> **WHAT YOU ARE ASKED TO DO**: Convert every line of the listing below into a two-column Markdown table, headed Row and Listing line. Number each row and omit any blank lines.

> **MATERIAL**:
********************

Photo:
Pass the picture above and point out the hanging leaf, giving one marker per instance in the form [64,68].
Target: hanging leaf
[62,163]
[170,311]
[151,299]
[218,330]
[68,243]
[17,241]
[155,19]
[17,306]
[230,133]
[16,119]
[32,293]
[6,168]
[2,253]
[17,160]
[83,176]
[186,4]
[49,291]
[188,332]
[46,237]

********************

> **OUTPUT FOR THIS EXERCISE**:
| Row | Listing line |
|---|---|
| 1 | Photo: |
| 2 | Pass the picture above and point out the hanging leaf, giving one marker per instance in the form [64,68]. |
| 3 | Target: hanging leaf |
| 4 | [62,163] |
| 5 | [170,311] |
| 6 | [151,299] |
| 7 | [218,330] |
| 8 | [68,243] |
| 9 | [17,241] |
| 10 | [155,19] |
| 11 | [17,306] |
| 12 | [230,133] |
| 13 | [16,119] |
| 14 | [32,293] |
| 15 | [6,168] |
| 16 | [2,253] |
| 17 | [17,160] |
| 18 | [83,176] |
| 19 | [186,4] |
| 20 | [49,291] |
| 21 | [188,332] |
| 22 | [46,237] |